EXERCISE REQUIREMENTS:
Transcribe the following lines verbatim, reproducing every character and line break without alteration. Omit the pictures from your transcription.

========================================================================

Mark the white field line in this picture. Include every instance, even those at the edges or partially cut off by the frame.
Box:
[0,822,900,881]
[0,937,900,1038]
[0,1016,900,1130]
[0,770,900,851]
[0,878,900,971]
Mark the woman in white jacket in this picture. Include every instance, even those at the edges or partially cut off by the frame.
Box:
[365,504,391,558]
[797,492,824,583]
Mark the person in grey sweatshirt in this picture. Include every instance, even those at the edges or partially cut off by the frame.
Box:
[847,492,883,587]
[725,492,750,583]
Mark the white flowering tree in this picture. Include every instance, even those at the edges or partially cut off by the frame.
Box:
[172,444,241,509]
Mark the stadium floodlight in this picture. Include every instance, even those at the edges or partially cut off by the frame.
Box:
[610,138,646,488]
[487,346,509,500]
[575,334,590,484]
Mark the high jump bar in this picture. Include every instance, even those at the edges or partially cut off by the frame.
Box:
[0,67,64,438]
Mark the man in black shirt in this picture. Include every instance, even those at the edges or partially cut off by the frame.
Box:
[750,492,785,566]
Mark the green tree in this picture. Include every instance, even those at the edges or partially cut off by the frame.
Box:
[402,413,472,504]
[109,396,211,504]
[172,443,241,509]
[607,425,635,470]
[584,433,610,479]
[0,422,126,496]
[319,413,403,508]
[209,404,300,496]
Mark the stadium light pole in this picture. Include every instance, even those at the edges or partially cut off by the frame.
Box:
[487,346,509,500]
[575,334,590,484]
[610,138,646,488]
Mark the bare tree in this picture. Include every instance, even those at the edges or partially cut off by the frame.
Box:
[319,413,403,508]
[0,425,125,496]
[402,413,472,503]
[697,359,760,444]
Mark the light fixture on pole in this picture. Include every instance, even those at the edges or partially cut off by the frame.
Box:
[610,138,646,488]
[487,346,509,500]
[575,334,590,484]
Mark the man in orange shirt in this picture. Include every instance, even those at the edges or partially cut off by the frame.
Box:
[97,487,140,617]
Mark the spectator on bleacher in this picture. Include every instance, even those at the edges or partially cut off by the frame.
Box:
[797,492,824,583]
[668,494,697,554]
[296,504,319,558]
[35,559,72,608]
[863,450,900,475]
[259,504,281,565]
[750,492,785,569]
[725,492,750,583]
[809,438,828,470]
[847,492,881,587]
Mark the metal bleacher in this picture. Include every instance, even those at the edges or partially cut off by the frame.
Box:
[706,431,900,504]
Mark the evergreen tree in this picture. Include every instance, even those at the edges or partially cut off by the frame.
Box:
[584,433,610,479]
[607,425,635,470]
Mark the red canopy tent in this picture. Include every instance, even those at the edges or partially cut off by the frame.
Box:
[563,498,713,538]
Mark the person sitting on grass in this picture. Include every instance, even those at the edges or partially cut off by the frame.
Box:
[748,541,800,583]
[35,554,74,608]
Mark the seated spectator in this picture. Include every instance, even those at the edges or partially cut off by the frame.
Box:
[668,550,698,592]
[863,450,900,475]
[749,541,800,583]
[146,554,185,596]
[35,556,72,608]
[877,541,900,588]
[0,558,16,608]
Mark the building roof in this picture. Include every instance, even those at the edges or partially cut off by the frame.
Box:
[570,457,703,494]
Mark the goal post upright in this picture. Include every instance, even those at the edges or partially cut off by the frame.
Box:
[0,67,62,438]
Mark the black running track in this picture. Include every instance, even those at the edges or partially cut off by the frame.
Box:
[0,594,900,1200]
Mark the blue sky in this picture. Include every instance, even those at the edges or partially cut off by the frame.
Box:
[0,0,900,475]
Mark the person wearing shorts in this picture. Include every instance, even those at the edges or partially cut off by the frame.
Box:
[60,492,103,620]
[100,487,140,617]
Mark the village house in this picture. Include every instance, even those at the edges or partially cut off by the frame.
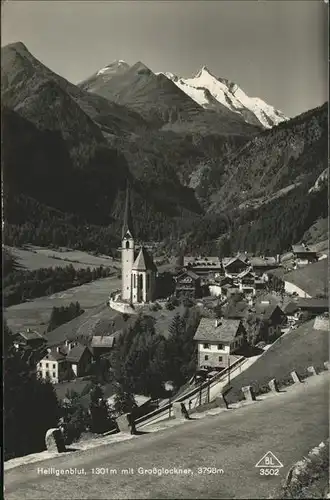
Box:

========================================================================

EXERCISE SOLUTION:
Mark the white field line in this picture. Include every instance, even those at the edges or partially cut off by the frame.
Box:
[0,822,900,881]
[0,937,900,1038]
[0,1016,900,1130]
[0,770,900,851]
[0,878,900,971]
Mark the woman in white jacket in this picture. Include every instance, even those at the edges or partially cut off by the frame.
Box:
[365,504,391,558]
[797,492,824,583]
Mark the person in grey sweatshirt in this picture. Include every instance, even those at the edges or partially cut off by the frame.
Box:
[847,492,883,587]
[725,492,750,583]
Mark the white flowering tree in this picture. Include every instance, even those at the edges or partially cut off by the frame.
Box:
[172,444,241,509]
Mark the stadium floodlight in this picture. Include every instance, even those at the edges or partially cut off by the frame.
Box:
[610,138,646,488]
[487,346,509,500]
[575,334,590,484]
Mark the high jump bar in this picture. Include every instance, even those at the edges or partially cut off by the frame.
Box:
[0,67,64,438]
Mark the man in black shirt in this picture. Include every instance, even those at the edges or partially cut off by the frame.
Box:
[750,492,785,566]
Mark the green tree in this picture. Include every instance, even those at the edges or partially cut off by the frame.
Box:
[402,413,472,504]
[109,396,211,504]
[172,443,241,509]
[607,425,635,470]
[584,433,610,479]
[0,422,126,496]
[319,413,403,508]
[209,404,300,496]
Mark the stadium light pole in this picture. Include every instance, even those at the edges or partially cut off by the frame.
Box:
[487,346,509,500]
[575,334,590,484]
[610,138,646,488]
Mark the bare tree in this picture. Include every instance, even those at the edges or partially cut off by the frame.
Box:
[319,413,403,508]
[0,425,125,496]
[402,413,472,503]
[697,359,760,444]
Mark the light fixture on pole in this picture. Include every instance, even those at the edges or partially cut off by the frame.
Box:
[610,138,646,488]
[487,346,509,500]
[575,334,590,484]
Mark the man in orange shirt in this picture. Include every instance, even those at the edges or partially cut off by the frame.
Box:
[97,487,140,617]
Mark the spectator on bleacher in this picture. Include every instance, even those at the edges or partially cut off by the frame.
Box:
[797,492,824,583]
[668,494,697,554]
[296,504,319,558]
[35,559,72,608]
[863,450,900,475]
[259,504,281,565]
[750,492,785,569]
[725,492,750,583]
[809,438,828,470]
[847,492,881,587]
Mark the metal bleacher in this picture. Include every instance, even those at the edges or partially cut off by the frame.
Box:
[706,431,900,504]
Mark the evergreen tree in this picture. Include every instance, even those at the edges or partially cut off by the frame.
Box:
[584,433,610,479]
[607,425,635,470]
Mark the red canopy tent in this picture. Include every instance, even those at the edges or partially cut off by the frame.
Box:
[563,498,713,538]
Mark the person sitting on grass in this picture. Include every instance, even those at the edges or partially cut off by the frame.
Box:
[748,541,800,583]
[35,554,74,608]
Mark the seated spectator in this picture. Include every instance, even those at the edges or partially cut off by the frame.
Box:
[668,550,698,592]
[863,450,900,475]
[749,541,800,583]
[146,554,185,596]
[35,556,72,608]
[877,541,900,588]
[0,558,16,608]
Mark the building roof in this picture. Include every instance, even those at the edges or partially cut off by the frame.
Box:
[570,457,703,494]
Mark the goal post upright in this picture. Include every instance, even those at the edges or partially cut off by the frame.
Box:
[0,67,62,438]
Mark the black running track in this picture. Include every instance, even those at the edges or partially cut off by the frame.
Box:
[0,594,900,1200]
Mark the blue sky in this picture. Include every instance, even those at the edges or partially cut off by the frame.
Box:
[0,0,900,475]
Mark the person wearing shorts in this picture. Include every instance, even those at the edges or partially cut off by the frame.
Box:
[60,492,103,620]
[100,487,140,617]
Mark the village house in this picture. Include every instance, even those at the edges or partially cut off by the frame.
Box:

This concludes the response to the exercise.